**WORK ITEM**
Your answer must be the full listing, reproduced exactly.

─── MATERIAL SHOWN ───

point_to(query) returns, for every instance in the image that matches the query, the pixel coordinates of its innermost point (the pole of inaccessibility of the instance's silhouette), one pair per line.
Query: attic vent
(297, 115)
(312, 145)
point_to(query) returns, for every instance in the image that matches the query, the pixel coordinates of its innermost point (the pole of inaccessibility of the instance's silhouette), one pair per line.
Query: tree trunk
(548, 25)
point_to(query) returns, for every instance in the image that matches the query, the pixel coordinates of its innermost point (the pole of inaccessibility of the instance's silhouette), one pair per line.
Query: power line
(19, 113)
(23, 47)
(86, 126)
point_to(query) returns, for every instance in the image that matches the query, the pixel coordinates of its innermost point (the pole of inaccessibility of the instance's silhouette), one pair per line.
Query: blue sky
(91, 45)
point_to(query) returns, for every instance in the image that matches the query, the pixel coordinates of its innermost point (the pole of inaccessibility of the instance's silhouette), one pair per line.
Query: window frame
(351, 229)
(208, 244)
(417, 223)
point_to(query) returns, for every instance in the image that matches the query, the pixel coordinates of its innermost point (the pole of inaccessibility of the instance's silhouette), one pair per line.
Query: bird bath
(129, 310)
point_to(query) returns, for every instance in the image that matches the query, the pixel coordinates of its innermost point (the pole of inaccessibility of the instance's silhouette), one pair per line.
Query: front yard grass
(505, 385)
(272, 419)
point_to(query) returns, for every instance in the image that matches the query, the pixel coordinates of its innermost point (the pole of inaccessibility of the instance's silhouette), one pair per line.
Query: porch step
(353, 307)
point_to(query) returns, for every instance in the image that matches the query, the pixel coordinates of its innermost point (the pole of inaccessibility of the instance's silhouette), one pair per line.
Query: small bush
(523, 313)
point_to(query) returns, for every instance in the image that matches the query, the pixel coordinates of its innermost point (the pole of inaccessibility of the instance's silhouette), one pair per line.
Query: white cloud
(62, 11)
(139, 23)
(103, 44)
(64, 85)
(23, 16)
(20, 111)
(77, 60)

───

**RESULT OF THE TASK**
point_to(query) returns, for every instance in the image that matches the query, the pixel coordinates of its innermost point (the pole of inaccessibility of the instance's silhouette), one pair per line.
Query: attic vent
(297, 115)
(312, 145)
point_to(query) returns, for every instance in the image that matches the query, the pixel coordinates of its innermost point (the pole of inaccessibility of the instance's silhouette), one pair per line.
Query: tree trunk
(548, 25)
point_to(query) returns, for every instance in the image that matches the query, the pixel coordinates of its innermost point (the pole of inaccessibility of the instance's silhouette), one pair per line.
Query: power line
(19, 113)
(23, 47)
(86, 126)
point_to(query) returns, for every instance in the image that matches the query, the pixel coordinates of its innermost point (the pole of inaccessibility of the instance's silhouette), one pair per line.
Query: blue sky
(91, 45)
point_to(query) returns, for every instance in the image that matches the query, the pixel coordinates of its innermost point (the pole of inaccessibility of the instance's silhouette), one pair per line.
Query: window frame
(351, 229)
(208, 244)
(417, 223)
point_to(query) returns, for every instance in the image that matches the query, the pixel coordinates of its innermost point (the pole of inaccessibility of the instance's silhouette), one pair per line.
Query: bird bath
(129, 310)
point_to(query) returns, for every instance in the image that matches the query, the pixel coordinates of its innermost point (the pole of inaccessibility of the instance's silhouette), one pair per line.
Query: front yard grass
(505, 385)
(272, 419)
point_to(query) returns, for every instance in the image that matches the query, the pixel coordinates of its innermost point (the pole of inaccessibility of the instance's silhouette), one pair per line.
Query: porch step
(353, 307)
point_to(query) returns, for every instance in the image that matches the query, the pixel coordinates of its innermost point (the pole of inaccessibility of the instance's silhouette), one pair per line.
Query: small bush
(523, 313)
point_to(query) returns, for every instance in the image that matches the query, the pixel coordinates of its innermost point (the pole of inaccessibility of the instance's silhouette), one pair per line.
Query: white cloud
(62, 11)
(139, 23)
(103, 44)
(64, 85)
(23, 16)
(20, 111)
(77, 60)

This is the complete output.